The example of epoxysqualene biosynthesis also demonstrates the rewiring of regulatory crosstalk (Additional file 3: Figure S3). Epoxysqualene biosynthesis pathway is the upstream pathway, leading to sterol biosynthesis (a major class of triterpenoids) and other triterpenoids biosynthesis. The regulations of RAV1 on epoxysqualene biosynthesis and sterol biosynthesis pathways were the same in multiple experiments: Phytophthora infestans plants, water treatment on leaves for 24 hours, MgCl2 treatment on leaves for 12 hours, etc. But RAV1 regulated the two pathways differently under a few conditions (such as seedling and CSN3 gene mutant in dark): negatively regulated epoxysqualene biosynthesis but positively regulated sterol biosynthesis, because of the activation of some downstream biosynthetic genes regulated by RAV1 in sterol biosynthesis pathway. The change of RAV1’s regulation would affect normal metabolic distribution of sterol-related and the other triterpenoids, indicating the importance of regulatory rewiring in controlling metabolic flux.
Variability of genes’ expressions revealing regulatory rewiring
Significant variability in expressions of TF-encoding and pathway genes could further reveal regulatory rewiring by providing gene activities and functions specific to experimental conditions. We investigated the changes of gene activities and functions through differentially expressed genes (DEGs) (see “Methods”).Biosynthetic genes of FB, PDB and TB were significantly differentially expressed in tissue experiments (Figure 3), suggesting their dramatic changes in biological development of specific tissues. On the contrary, genes in NSCB were significantly differentially expressed in genotype experiments, indicating notable activities and biological function of nitrogen-containing compounds in plants of different genotypes.

PROBLEMS TO WORK ON >>
- A) In the excerpt on regulatory rewiring in plant metabolic pathways, which conditions are given as cases where RAV1 negatively regulated epoxysqualene biosynthesis but positively regulated sterol biosynthesis?
- B) Can you carry the excerpt on regulatory rewiring in plant metabolic pathways forward from its last sentence?

DATA SEGMENT >>
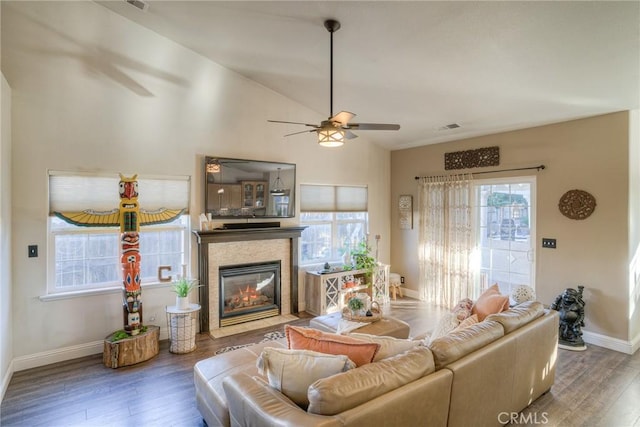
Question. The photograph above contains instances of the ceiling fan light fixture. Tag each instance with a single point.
(331, 137)
(213, 167)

EXERCISE ANSWERS >>
- A) Seedling and CSN3 gene mutant in dark.

- B)
The expressions of TF-encoding genes were also different under different experimental conditions. On one hand, genes–primary in WRKY(Zn), NAC, AP2/EREBP and MYB TF families–were widely differentially expressed (Additional file 3: Figure S4), indicating their global roles in regulations of downstream TFs or target enzymatic genes. In WRKY(Zn) family, WRKY18 (AT4G31800) and WRKY40 (AT1G80840) (which were induced by pathogen) [45], were greatly differentially expressed in genotype and chemical experiments; whereas WRKY6 (AT1G62300, associated with leaf senescence and defense) [46] was significantly differentially expressed in tissue and chemical treatments. Compared with WRKY(Zn) family, stress induced NAC family members (ANAC072, AT4G27410; ANAC019, AT1G52890; ANAC055, AT3G15500) [47] were differentially expressed in grown stages. On the other hand, TFs only differentially expressed in a few experiments included E2F/DP family (regulating core cell cycle) [48], C2H2(Zn) family (controlling flowering, germination and root development) [49-51] and ABI3/VP1 family (governing seed maturation) [52]. Those TFs were possibly more specific to particular conditions. For instance, a member of E2F/DP family (E2Ff, AT3G01330) was more specific to genotype experiments; whereas a member of C2H2(Zn) family (ID1, AT1G25250) was more typical to tissues.
To explore the relationship between TFs and pathway genes, we clustered them by expression profiles under different experiment categories and took TB as an example (Additional file 3: Figure S5). Firstly, we could not distinguish TFs and biosynthetic genes by two separated clusters. Secondly, one cluster was a union of similarly expressed genes, and contained both TFs and enzymatic genes, suggesting potential regulations between them in a cluster. Thirdly, clusters were different under five experiment categories, indicating variability of potential regulations depending on experimental conditions. This variability reflects biodiversity to a certain extent, which is in accordance with regulatory rewiring–emphasizing the reasons of biological complexity.
Explanation of regulatory rewiring by network topology
Network topological properties could efficiently explain regulatory rewiring based on network structure (Figure 4, Additional file 3: Figure S6-S9). We compared the general network properties of five secondary metabolic classes (Table 1). The numbers of TFs, genes and regulatory interactions in TB were the highest, indicating that the regulation of TB was the most complicated. In contrast, these topology properties in SDB were the lowest, revealing that the regulation of SDB was the simplest. The number of positive regulations was larger than that of negative regulations, and the number of inconsistent regulations was the least, which was discovered in network motifs as well. In addition, the network motifs (the basic component of the network) with high frequencies contained more positive regulations than negative regulations and inconsistent regulations, showing that most regulations were invariant (Additional file 3: Figure S10).
Table 1.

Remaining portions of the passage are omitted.